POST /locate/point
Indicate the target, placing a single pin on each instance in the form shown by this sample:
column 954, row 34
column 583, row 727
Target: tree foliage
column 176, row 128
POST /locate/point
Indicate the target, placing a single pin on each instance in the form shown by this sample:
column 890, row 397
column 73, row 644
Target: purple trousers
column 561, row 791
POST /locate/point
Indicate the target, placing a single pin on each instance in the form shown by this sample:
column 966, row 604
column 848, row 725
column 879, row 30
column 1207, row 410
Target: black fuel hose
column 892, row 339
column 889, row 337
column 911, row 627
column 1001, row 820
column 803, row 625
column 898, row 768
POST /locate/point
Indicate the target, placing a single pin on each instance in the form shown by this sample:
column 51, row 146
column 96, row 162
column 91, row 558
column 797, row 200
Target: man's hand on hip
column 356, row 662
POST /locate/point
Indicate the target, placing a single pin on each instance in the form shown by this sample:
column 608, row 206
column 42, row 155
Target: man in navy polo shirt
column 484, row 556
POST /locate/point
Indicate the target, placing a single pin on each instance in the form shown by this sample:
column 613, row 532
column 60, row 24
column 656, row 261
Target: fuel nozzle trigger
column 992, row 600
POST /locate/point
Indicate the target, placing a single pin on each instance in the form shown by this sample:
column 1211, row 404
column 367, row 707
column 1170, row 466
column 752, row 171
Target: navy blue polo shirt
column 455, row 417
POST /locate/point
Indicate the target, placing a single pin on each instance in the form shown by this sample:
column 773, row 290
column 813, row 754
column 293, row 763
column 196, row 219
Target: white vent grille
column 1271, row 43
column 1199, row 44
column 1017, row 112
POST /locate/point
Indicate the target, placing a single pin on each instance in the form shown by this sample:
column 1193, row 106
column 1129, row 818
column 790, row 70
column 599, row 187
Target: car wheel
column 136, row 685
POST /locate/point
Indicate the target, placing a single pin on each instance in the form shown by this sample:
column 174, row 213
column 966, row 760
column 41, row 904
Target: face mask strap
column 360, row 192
++++++++++++++++++++
» WHAT THE TASK ASKS
Reproduce every line of the records above as a numbered list, omitting any blank lines.

» WRITTEN ANSWER
1. POST /locate/point
2. Indicate the target, placing a single pin on each instance in the form shown by this sample:
3. column 954, row 34
4. column 583, row 727
5. Target: tree foliage
6. column 176, row 128
7. POST /locate/point
8. Indicate the target, placing a single pin on each instance in the form shown by this sample:
9. column 890, row 397
10. column 73, row 644
11. Target: purple trousers
12. column 561, row 791
13. POST /locate/point
14. Indicate the target, placing a single pin on each instance in the form shown by this sample:
15. column 966, row 604
16. column 848, row 725
17. column 879, row 30
18. column 1207, row 410
19. Target: black fuel hose
20. column 892, row 339
21. column 889, row 337
22. column 911, row 627
23. column 1001, row 820
24. column 803, row 625
25. column 898, row 768
26. POST /locate/point
27. Indicate the target, placing a single pin on each instance in the form shown by this sample:
28. column 51, row 146
29. column 96, row 162
30. column 91, row 558
31. column 797, row 200
32. Target: man's hand on hip
33. column 356, row 662
34. POST /locate/point
35. Indicate the target, placing a single pin on each instance in the form shown by this sample:
36. column 608, row 206
37. column 42, row 155
38. Target: man in navy polo shirt
39. column 484, row 556
40. POST /locate/point
41. Indicate the target, placing a single pin on each instance in the form shown by this sample:
42. column 613, row 532
43. column 60, row 24
44. column 656, row 261
45. Target: fuel nozzle trigger
46. column 992, row 600
47. POST /locate/point
48. Indicate the target, placing a single pin on each instance in the form shown by this sample:
49. column 1211, row 404
50. column 367, row 707
51. column 1170, row 466
52. column 752, row 171
53. Target: navy blue polo shirt
54. column 455, row 417
55. POST /locate/point
56. Indicate the target, placing a single pin on each instance in the form shown by this sample:
57. column 773, row 290
58. column 813, row 754
59. column 293, row 763
60. column 196, row 219
61. Target: white vent grille
62. column 1271, row 43
63. column 1199, row 44
64. column 1017, row 112
65. POST /locate/point
66. Indicate the target, placing a single pin on each instance in the form shown by this sample:
67. column 1193, row 106
68. column 1129, row 818
69. column 790, row 70
70. column 599, row 187
71. Target: car wheel
72. column 136, row 685
73. POST /locate/point
74. Indicate the target, placing a single pin on each instance in the form shown by this sample:
75. column 174, row 213
76. column 966, row 760
77. column 41, row 904
78. Target: face mask strap
79. column 360, row 192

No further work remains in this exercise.